SOURCE DATA
==*==
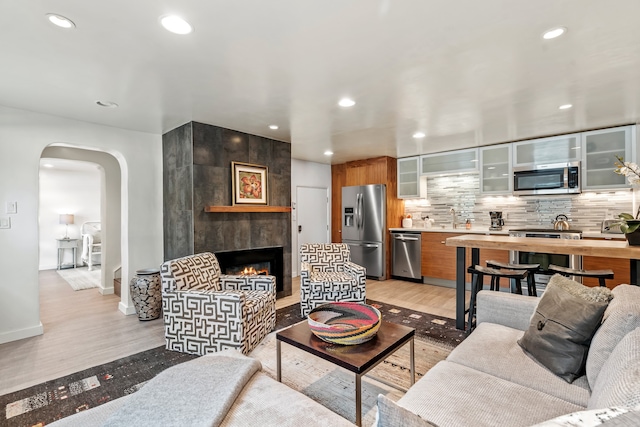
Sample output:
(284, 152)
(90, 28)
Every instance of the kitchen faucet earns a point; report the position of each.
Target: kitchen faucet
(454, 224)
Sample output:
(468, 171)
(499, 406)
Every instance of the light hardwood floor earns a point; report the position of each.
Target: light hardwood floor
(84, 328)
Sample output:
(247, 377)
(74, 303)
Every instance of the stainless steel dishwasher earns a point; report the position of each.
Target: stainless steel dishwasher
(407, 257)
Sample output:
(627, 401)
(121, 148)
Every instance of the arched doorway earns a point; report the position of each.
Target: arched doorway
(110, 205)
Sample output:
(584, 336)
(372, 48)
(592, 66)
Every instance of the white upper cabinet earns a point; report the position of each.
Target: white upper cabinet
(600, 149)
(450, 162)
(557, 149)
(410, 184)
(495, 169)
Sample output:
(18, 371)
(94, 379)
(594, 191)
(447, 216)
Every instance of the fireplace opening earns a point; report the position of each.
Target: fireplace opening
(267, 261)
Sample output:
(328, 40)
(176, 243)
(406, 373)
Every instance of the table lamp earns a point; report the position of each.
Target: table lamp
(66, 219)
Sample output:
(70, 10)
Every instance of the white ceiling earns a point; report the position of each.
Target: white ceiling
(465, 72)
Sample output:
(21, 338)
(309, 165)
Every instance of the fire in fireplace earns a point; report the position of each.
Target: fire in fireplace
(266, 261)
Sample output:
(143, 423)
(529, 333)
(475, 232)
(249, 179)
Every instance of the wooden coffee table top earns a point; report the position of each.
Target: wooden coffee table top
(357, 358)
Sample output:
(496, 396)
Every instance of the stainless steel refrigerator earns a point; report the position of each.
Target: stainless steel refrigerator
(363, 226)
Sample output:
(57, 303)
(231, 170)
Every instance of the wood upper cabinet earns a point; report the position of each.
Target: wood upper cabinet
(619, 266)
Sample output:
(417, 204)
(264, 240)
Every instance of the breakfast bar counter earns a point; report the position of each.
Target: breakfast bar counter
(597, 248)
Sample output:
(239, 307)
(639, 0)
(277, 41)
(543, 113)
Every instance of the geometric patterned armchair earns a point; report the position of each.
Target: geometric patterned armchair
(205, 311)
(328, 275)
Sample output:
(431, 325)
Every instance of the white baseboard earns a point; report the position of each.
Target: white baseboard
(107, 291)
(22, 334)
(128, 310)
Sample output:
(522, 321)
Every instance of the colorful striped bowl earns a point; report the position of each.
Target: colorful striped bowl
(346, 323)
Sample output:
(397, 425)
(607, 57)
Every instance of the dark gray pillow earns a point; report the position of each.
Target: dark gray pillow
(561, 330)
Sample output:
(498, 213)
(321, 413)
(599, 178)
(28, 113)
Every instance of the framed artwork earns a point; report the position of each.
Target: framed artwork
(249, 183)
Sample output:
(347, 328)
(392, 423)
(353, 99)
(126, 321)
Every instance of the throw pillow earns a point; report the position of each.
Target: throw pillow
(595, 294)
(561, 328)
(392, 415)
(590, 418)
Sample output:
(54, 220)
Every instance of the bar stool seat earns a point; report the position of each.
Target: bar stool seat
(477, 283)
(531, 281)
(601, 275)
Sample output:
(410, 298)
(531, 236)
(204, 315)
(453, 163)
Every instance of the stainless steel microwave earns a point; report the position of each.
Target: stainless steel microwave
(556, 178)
==*==
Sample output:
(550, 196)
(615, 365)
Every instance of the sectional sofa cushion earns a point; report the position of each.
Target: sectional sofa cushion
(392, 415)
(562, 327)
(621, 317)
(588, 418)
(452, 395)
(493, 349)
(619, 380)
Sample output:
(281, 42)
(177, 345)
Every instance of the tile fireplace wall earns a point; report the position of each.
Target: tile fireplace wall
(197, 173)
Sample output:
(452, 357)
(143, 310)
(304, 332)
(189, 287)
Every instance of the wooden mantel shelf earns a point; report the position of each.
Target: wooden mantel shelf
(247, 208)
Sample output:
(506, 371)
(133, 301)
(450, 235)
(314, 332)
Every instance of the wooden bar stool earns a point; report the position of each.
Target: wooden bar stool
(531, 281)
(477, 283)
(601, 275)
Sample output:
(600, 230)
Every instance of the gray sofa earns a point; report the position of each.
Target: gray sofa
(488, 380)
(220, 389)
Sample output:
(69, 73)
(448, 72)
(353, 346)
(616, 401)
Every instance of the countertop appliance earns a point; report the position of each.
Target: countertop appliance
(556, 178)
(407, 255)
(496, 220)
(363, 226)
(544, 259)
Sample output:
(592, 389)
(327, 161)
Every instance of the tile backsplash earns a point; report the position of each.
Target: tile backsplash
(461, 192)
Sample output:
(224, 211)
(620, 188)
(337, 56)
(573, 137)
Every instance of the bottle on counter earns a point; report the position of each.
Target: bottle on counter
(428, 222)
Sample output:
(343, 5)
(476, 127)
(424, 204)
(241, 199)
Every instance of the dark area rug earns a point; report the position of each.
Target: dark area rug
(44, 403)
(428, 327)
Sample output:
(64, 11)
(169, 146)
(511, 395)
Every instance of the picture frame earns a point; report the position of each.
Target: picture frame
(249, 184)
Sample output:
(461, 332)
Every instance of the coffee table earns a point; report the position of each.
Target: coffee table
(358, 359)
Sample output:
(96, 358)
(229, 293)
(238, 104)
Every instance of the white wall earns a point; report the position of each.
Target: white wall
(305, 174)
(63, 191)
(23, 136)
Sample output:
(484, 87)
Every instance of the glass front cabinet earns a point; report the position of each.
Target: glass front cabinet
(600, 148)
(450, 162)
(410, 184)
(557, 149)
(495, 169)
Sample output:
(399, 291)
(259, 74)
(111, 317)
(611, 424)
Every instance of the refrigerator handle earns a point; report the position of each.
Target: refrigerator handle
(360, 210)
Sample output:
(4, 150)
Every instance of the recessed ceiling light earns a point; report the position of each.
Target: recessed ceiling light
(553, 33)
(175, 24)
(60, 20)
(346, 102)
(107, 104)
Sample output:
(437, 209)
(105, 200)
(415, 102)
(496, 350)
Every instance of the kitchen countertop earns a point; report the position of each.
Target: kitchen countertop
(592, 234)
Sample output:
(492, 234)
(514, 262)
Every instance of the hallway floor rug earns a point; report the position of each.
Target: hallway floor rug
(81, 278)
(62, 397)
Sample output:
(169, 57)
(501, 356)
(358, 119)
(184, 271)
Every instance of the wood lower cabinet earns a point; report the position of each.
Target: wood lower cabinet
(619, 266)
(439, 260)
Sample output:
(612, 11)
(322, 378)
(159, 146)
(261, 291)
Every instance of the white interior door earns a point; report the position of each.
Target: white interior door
==*==
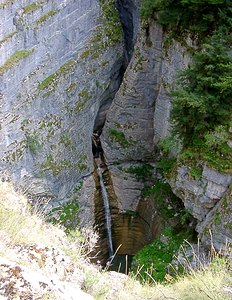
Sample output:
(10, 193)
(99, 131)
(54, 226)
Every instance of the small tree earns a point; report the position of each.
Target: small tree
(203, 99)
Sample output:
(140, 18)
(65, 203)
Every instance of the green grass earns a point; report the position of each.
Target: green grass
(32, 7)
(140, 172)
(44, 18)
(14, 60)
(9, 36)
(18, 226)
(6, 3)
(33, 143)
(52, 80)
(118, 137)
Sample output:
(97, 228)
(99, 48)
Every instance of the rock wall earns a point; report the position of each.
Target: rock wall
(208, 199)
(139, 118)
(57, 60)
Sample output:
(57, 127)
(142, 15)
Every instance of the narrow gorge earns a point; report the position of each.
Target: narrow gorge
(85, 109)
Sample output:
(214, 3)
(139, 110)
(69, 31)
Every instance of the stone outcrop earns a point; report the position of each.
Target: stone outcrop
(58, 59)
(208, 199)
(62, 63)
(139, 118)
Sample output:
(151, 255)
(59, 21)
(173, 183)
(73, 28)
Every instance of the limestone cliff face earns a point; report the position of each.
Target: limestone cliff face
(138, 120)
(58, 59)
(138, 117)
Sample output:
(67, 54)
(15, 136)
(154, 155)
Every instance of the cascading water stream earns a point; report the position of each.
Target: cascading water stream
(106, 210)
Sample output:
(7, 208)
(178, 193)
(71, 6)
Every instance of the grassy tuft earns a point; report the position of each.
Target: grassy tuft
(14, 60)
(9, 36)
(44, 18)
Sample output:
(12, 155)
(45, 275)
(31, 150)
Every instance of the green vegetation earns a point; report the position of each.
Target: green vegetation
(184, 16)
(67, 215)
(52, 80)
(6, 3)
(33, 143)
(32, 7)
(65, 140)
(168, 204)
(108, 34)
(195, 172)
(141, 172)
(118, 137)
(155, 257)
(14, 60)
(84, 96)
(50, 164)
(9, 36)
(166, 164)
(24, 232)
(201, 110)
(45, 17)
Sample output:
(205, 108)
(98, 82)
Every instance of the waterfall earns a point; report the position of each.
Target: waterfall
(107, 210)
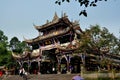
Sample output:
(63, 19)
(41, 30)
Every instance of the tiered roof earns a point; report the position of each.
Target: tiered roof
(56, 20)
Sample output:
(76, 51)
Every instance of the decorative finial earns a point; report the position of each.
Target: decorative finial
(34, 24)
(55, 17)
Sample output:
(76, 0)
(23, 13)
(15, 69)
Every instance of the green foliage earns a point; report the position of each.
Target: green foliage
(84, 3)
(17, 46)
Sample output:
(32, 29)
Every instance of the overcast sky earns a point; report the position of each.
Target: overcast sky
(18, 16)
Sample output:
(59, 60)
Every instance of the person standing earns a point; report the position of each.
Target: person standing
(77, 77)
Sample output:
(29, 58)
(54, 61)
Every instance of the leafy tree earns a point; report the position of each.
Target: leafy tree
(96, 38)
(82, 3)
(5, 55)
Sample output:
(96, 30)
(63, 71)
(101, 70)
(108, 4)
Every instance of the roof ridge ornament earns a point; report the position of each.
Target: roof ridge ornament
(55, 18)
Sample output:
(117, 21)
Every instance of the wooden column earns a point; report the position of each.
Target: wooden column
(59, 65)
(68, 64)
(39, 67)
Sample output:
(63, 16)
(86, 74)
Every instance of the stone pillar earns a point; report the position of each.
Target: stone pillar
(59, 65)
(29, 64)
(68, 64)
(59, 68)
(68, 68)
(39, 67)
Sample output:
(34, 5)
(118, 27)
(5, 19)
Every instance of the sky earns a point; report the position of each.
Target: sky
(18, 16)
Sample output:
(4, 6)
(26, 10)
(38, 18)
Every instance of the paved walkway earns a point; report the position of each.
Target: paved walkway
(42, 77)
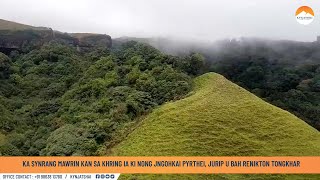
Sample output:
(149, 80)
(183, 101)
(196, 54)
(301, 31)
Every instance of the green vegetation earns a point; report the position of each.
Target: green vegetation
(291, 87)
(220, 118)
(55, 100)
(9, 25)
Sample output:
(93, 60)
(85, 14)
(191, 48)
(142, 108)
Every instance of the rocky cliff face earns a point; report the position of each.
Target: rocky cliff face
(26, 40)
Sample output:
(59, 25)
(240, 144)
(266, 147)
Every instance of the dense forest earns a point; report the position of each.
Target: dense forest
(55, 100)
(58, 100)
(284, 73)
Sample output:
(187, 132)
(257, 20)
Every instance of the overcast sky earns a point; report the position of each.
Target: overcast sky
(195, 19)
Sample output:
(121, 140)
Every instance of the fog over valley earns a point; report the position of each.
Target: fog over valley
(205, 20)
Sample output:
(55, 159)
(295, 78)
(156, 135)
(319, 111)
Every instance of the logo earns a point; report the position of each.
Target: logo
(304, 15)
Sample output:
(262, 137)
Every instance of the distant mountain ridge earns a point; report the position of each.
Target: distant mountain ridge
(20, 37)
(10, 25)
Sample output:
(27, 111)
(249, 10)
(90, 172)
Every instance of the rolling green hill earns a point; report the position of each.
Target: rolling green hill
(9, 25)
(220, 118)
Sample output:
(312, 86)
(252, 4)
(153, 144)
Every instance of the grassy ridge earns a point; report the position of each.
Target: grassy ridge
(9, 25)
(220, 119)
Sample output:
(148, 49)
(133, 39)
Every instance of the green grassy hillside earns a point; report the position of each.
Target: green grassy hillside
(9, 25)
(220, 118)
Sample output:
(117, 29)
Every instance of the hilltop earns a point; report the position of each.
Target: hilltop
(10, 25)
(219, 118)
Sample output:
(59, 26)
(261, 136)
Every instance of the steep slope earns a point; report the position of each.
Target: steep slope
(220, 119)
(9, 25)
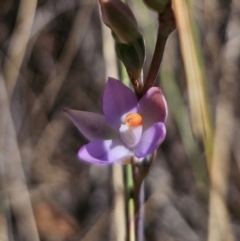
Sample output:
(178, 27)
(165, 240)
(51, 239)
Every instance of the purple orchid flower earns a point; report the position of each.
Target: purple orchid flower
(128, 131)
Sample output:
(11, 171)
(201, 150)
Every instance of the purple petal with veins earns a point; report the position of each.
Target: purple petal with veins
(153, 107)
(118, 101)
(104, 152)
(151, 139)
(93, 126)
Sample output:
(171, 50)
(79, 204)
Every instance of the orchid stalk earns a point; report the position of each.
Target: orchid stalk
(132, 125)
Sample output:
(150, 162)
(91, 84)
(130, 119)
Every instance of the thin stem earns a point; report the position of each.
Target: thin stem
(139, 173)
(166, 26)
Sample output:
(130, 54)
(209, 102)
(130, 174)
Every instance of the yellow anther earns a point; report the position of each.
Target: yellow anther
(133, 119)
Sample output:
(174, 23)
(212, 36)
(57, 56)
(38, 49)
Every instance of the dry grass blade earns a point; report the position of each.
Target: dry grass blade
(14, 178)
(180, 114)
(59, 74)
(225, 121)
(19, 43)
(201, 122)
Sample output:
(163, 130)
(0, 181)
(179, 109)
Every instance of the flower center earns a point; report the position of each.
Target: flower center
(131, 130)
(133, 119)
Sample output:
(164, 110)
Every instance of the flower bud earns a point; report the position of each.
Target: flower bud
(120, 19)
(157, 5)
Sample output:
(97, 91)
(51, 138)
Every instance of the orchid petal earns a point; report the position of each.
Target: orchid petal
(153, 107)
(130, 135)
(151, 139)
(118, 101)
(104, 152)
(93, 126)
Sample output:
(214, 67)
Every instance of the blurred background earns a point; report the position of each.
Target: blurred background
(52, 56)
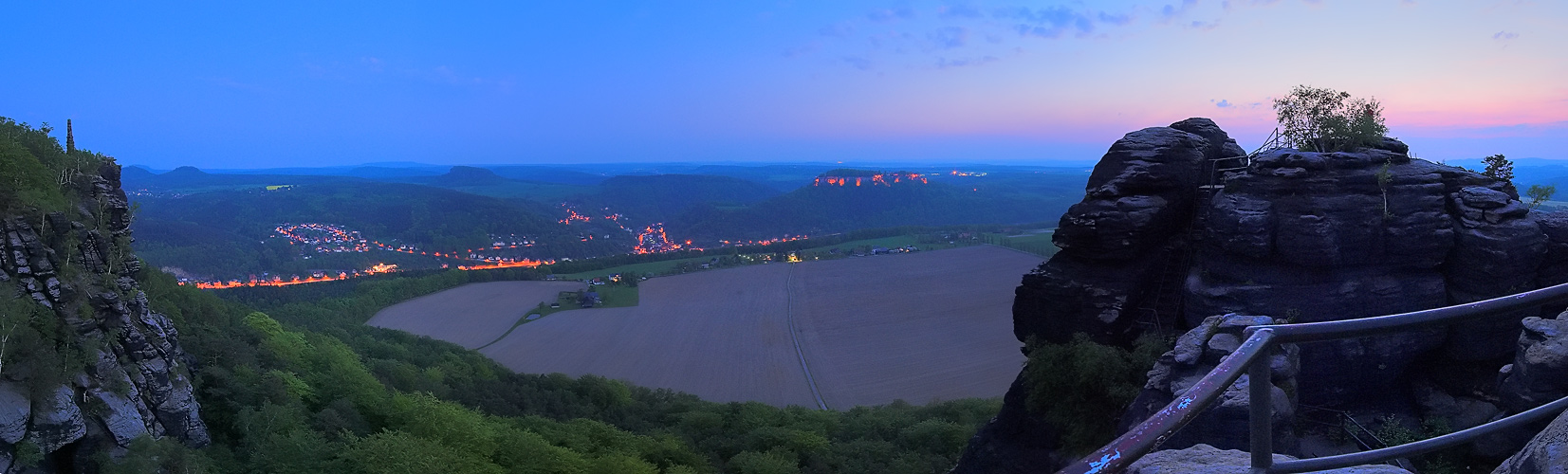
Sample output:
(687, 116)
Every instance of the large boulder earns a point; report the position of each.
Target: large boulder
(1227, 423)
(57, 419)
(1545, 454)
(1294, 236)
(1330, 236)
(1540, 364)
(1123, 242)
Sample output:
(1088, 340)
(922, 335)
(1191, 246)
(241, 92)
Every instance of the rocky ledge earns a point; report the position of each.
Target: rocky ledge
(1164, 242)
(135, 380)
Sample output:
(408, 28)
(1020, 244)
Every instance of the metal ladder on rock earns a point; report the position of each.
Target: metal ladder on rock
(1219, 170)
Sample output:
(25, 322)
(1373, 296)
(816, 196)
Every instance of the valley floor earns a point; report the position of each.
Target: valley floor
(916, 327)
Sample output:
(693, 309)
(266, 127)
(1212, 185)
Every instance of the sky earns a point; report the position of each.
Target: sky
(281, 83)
==*==
WHAT IS NEEDED
Copy each line from the records above that includes the string "interior".

EXERCISE ANSWER
Every instance of the white interior door earns a point; report the position of each.
Target: white interior door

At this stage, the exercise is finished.